§ **REQUIRED WORK**: Transcribe all the entries word for word, skipping the pictures.

§ **RECORD EXTRACTS**:
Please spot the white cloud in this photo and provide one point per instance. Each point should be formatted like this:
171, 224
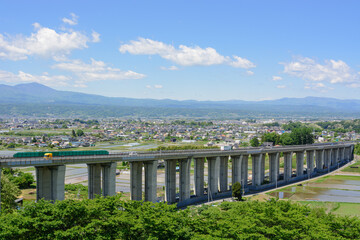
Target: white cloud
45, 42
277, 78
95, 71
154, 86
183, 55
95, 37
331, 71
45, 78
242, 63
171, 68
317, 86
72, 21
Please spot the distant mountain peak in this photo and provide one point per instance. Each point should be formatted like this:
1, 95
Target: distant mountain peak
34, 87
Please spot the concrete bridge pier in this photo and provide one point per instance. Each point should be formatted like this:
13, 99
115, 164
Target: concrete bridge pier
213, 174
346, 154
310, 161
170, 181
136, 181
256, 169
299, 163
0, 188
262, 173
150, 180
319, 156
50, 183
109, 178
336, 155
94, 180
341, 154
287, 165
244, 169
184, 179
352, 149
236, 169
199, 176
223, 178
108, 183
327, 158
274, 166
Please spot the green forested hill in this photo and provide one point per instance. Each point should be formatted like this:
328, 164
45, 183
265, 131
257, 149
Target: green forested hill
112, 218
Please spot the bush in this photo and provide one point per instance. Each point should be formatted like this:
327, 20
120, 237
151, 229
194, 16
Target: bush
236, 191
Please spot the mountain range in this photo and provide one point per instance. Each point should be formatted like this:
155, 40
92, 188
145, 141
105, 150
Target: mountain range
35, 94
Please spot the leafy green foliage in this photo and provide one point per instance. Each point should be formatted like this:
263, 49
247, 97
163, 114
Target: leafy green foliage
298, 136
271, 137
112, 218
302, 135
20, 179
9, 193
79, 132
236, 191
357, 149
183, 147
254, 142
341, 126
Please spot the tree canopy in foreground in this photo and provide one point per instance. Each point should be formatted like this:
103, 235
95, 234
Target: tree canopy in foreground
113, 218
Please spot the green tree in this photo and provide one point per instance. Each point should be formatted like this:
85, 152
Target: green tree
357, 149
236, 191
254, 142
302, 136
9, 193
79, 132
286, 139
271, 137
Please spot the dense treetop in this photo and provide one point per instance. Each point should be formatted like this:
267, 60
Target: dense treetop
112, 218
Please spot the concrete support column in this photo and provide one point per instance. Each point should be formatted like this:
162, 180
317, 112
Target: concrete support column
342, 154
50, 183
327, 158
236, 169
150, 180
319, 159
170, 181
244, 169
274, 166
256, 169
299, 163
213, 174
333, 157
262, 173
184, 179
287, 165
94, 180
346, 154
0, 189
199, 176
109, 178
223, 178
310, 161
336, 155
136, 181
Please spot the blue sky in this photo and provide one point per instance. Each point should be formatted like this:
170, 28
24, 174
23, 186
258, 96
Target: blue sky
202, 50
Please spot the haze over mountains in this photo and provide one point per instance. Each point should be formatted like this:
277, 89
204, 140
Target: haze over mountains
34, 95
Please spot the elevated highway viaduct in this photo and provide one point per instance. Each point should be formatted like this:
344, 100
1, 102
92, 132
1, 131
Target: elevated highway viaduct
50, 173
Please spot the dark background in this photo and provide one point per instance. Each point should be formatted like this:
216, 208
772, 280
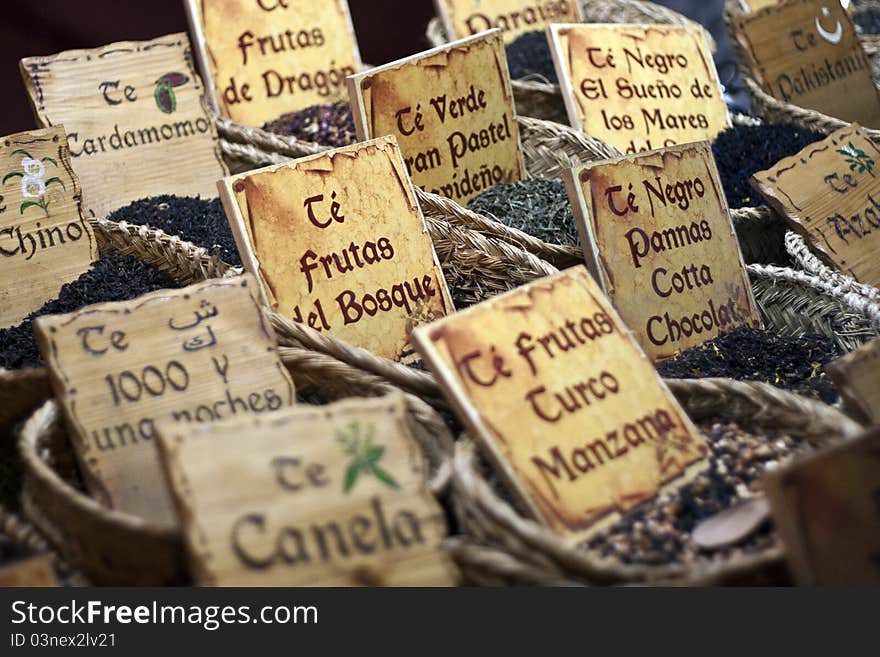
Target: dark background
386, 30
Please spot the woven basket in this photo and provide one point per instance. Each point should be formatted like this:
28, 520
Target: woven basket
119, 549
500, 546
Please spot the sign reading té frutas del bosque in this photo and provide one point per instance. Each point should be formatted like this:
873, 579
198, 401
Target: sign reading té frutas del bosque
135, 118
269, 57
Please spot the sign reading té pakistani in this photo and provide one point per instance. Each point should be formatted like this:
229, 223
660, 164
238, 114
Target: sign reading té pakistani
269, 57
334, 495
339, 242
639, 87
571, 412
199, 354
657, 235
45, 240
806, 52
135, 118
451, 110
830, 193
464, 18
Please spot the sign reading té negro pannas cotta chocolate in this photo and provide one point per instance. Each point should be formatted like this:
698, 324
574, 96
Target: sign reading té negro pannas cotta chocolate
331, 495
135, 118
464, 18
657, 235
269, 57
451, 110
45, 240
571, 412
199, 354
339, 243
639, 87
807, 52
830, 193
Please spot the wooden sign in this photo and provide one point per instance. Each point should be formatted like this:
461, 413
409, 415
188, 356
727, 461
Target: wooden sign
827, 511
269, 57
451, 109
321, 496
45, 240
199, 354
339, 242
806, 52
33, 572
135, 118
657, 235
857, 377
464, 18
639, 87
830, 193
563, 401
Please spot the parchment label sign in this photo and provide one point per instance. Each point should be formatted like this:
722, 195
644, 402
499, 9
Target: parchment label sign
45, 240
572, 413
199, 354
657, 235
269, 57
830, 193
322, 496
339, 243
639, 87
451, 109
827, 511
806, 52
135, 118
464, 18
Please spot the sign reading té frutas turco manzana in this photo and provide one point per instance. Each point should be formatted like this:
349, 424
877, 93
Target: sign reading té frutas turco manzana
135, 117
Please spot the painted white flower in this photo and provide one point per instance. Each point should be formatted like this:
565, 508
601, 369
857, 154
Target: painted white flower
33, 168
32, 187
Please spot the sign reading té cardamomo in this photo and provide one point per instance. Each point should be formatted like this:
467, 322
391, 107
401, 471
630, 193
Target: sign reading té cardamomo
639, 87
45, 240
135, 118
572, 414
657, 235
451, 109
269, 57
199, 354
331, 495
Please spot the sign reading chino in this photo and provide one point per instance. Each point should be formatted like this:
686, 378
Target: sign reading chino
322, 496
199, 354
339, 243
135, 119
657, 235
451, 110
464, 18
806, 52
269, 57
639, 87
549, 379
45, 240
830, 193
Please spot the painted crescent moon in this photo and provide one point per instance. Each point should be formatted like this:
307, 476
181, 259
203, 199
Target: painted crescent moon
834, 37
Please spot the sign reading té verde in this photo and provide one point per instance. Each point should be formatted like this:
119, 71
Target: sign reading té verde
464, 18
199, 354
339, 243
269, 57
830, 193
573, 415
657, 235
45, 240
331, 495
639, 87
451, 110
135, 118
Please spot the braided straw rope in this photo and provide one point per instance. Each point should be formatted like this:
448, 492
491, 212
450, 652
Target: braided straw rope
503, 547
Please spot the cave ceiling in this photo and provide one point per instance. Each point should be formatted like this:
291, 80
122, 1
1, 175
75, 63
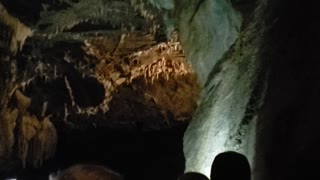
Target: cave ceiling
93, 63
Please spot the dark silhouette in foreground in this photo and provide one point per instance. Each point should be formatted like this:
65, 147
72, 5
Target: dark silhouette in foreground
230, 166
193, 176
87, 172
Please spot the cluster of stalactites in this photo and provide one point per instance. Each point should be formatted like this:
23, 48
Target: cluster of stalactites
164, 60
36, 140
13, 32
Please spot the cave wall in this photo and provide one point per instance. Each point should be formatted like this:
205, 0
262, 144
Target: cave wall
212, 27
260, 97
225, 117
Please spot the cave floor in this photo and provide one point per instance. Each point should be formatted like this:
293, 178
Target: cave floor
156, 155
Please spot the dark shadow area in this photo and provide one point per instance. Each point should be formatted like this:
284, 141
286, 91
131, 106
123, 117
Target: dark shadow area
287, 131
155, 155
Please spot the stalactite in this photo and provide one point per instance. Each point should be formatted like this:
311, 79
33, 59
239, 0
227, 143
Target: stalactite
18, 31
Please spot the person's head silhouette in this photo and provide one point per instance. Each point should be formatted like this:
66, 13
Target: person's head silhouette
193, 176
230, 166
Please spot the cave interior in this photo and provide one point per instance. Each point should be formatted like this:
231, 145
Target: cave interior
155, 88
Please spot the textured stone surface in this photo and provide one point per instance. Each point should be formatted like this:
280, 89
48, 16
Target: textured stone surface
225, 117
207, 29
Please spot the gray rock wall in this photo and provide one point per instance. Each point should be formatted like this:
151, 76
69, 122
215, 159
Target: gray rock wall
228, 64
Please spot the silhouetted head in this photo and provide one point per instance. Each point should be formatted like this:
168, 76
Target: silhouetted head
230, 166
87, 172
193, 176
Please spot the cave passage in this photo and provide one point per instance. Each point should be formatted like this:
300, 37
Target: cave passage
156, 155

§ **COMPLETE OUTPUT**:
Please spot the white cloud in this photo and provide one point per instance. Each point should be formatted like this:
171, 224
Target: white cloud
45, 42
277, 78
95, 71
154, 86
183, 55
95, 37
331, 71
45, 78
242, 63
171, 68
317, 86
72, 21
Please spot the distant mountain peak in this photo and provide one point per instance. Each point should be formatted like this:
1, 95
Target: distant mountain peak
34, 87
Please spot the concrete bridge pier in this photo and provide one point per instance. Each point should be formatted like this:
13, 99
115, 164
Target: concrete bridge pier
213, 174
346, 154
310, 161
170, 181
136, 181
256, 169
299, 163
0, 188
262, 173
150, 180
319, 156
50, 183
109, 178
336, 155
94, 180
341, 154
287, 165
244, 169
184, 179
352, 149
236, 169
199, 176
223, 178
108, 183
327, 158
274, 166
Please spot the green forested hill in this photo and provide one point per instance. Each point should be formatted like this:
328, 164
45, 183
265, 131
257, 149
Target: green forested hill
112, 218
Please spot the bush in this photo and provide one point per instance. Each point should be formatted like this:
327, 20
120, 237
151, 229
194, 16
Target: bush
236, 191
Please spot the mountain range in this photo and provide one point per instance. Each point should be formatted like this:
155, 40
92, 188
145, 141
105, 150
Target: mountain range
35, 94
Please spot the leafy green foliage in this photo and provide one point per instance. Each point should be formatted like this:
263, 49
247, 97
163, 114
Target: leafy green foliage
298, 136
271, 137
112, 218
302, 135
20, 179
9, 193
79, 132
236, 191
357, 149
183, 147
254, 142
341, 126
Please spot the tree canopy in foreground in this photo and provide one point per instance. Each point should be formatted like this:
103, 235
95, 234
Target: tree canopy in foreground
113, 218
Please spot the green tree in this photo and provide one point per instance. Each point should be formatted like this:
85, 152
Target: green tree
357, 149
236, 191
254, 142
302, 136
9, 193
79, 132
286, 139
271, 137
Please spot the dense treetop in this photo and provide one point per instance. Each point should be formatted like this:
267, 60
Target: dense treetop
112, 218
Please spot the concrete support column in this photo and provide one point per instance. Each point should be formatted like this:
162, 180
317, 112
Target: concrete support column
342, 154
50, 183
327, 158
236, 169
150, 180
319, 159
170, 181
244, 169
274, 166
256, 169
299, 163
213, 174
333, 157
262, 173
184, 179
287, 165
94, 180
346, 154
0, 189
199, 176
109, 178
223, 178
310, 161
336, 155
136, 181
Please spot the blue sky in this photo and provide one point per instance. Each point should be formatted like this:
170, 28
24, 174
23, 186
258, 96
Target: blue sky
202, 50
Please spot the haze over mountains in this photo and provide one point per instance. Each point should be formatted like this:
277, 89
204, 140
Target: haze over mountains
34, 95
Please spot the elevated highway viaduct in this photo and provide one point per instance. Each point should be formatted like this:
344, 100
1, 102
92, 132
1, 131
Target: elevated highway viaduct
50, 173
Please spot the dark background in this photo and provide one point per instance. Each point should be formatted like this:
216, 208
772, 280
Target: dark background
386, 30
Please spot the woven basket in this photo and provide one point per instance. Each point should be formatted like this:
28, 520
Target: woven basket
119, 549
500, 546
Please spot the sign reading té frutas del bosque in this photo and provide one point per instance. Each point should be formatted like this:
873, 579
198, 401
Target: sign reading té frutas del bosque
135, 118
269, 57
Please spot the sign reading té pakistani in this photo and provide one point per instance. Each point should be formatted like this:
229, 223
660, 164
238, 114
Target: sign reading té pakistani
269, 57
334, 495
339, 242
639, 87
571, 412
199, 354
657, 235
45, 240
806, 52
135, 118
451, 110
830, 193
464, 18
Please spot the sign reading té negro pannas cotta chocolate in this photo and provide one point per instance. Each point should be formatted like this:
698, 324
574, 96
Target: sign reading té negro pannas cotta chocolate
331, 495
135, 118
464, 18
657, 235
269, 57
451, 110
45, 240
571, 412
199, 354
339, 243
639, 87
807, 52
830, 193
Please spot the wooden sign in this photo and provide one point per instance. Each point should be formatted like this:
461, 413
409, 415
188, 356
727, 461
Target: wooden sign
827, 511
269, 57
451, 109
321, 496
45, 240
199, 354
339, 242
806, 52
33, 572
135, 118
657, 235
857, 377
464, 18
639, 87
830, 193
563, 401
Please spot the parchment label sign in this photo and provide one point per instance. Each point should be formatted like this:
722, 195
644, 402
499, 9
Target: parchment label sign
45, 240
572, 413
199, 354
657, 235
269, 57
830, 193
322, 496
339, 243
639, 87
451, 109
827, 511
806, 52
135, 118
464, 18
Please spot the sign reading té frutas turco manzana in this photo and provide one point per instance. Each point should be formatted like this:
349, 424
877, 93
Target: sign reading té frutas turco manzana
135, 117
Please spot the painted white flower in this photo and provide one point per instance. Each point should be formatted like this:
565, 508
601, 369
857, 154
Target: painted white flower
33, 168
32, 187
Please spot the sign reading té cardamomo in this photo and provide one point per instance. Each point should be formatted like this:
467, 322
391, 107
401, 471
630, 193
Target: sign reading té cardamomo
639, 87
45, 240
135, 118
572, 414
657, 235
451, 109
269, 57
199, 354
331, 495
Please spot the sign reading chino in this photo and provide one point per instance. Each point should be formatted like this:
686, 378
Target: sign reading chino
322, 496
199, 354
339, 243
135, 119
657, 235
451, 110
464, 18
806, 52
269, 57
639, 87
549, 379
45, 240
830, 193
Please spot the painted crescent moon in this photo and provide one point per instance. Each point should be formatted like this:
307, 476
181, 259
203, 199
Target: painted crescent moon
834, 37
Please spot the sign reading té verde in this photo and provide one point per instance. Each point should be formatted like this:
119, 71
Target: sign reading té verde
464, 18
199, 354
339, 243
269, 57
830, 193
573, 415
657, 235
45, 240
331, 495
639, 87
451, 110
135, 118
Please spot the braided straw rope in this photo and provide one point per instance. Each point should be formatted like this:
448, 492
491, 212
450, 652
Target: braided straw rope
503, 547
Please spot the cave ceiling in this photo and provide one point per instance. Each point should be formatted like this:
291, 80
122, 1
1, 175
75, 63
Target: cave ceiling
93, 63
Please spot the dark silhouette in foreground in this photo and provide one point per instance. Each point should be formatted like this:
65, 147
72, 5
Target: dark silhouette in foreground
230, 166
193, 176
87, 172
Please spot the cluster of stalactites in this photo and provide one point per instance. Each point should be formatted like this:
23, 48
Target: cluster of stalactites
164, 60
36, 140
13, 32
Please spot the cave wall in this photo and provide one point per instance. Each point should be formatted like this:
205, 0
262, 144
Target: cave wall
212, 27
260, 97
225, 117
Please spot the cave floor in this photo and provide one point per instance. Each point should be formatted like this:
293, 178
Target: cave floor
156, 155
Please spot the dark shadow area in this photo and provide one point per instance. Each point should be formatted like this:
284, 141
286, 91
131, 106
123, 117
Target: dark shadow area
287, 131
155, 155
Please spot the stalactite in this photo and provide one point per instance. Each point should be formatted like this:
311, 79
33, 59
239, 0
227, 143
Target: stalactite
18, 31
Please spot the person's head silhouette in this photo and provide one point per instance. Each point should be formatted like this:
66, 13
Target: person's head silhouette
193, 176
230, 166
Please spot the cave interior in this photo and provide one point per instance. Each point should be formatted like this:
231, 145
Target: cave interior
155, 88
Please spot the textured stone surface in this photo and provide one point per instance. Each point should be formatted like this:
280, 89
48, 16
Target: textured stone surface
225, 117
207, 29
Please spot the gray rock wall in this photo and provide one point per instance. Each point should be formatted like this:
151, 76
69, 122
215, 159
Target: gray rock wall
228, 64
Please spot the silhouetted head in this photo and provide one point per instance. Each point should be formatted like this:
168, 76
Target: silhouetted head
230, 166
87, 172
193, 176
Please spot the cave passage in this photo and provide one point per instance. Each point should be formatted like this:
300, 37
Target: cave passage
156, 155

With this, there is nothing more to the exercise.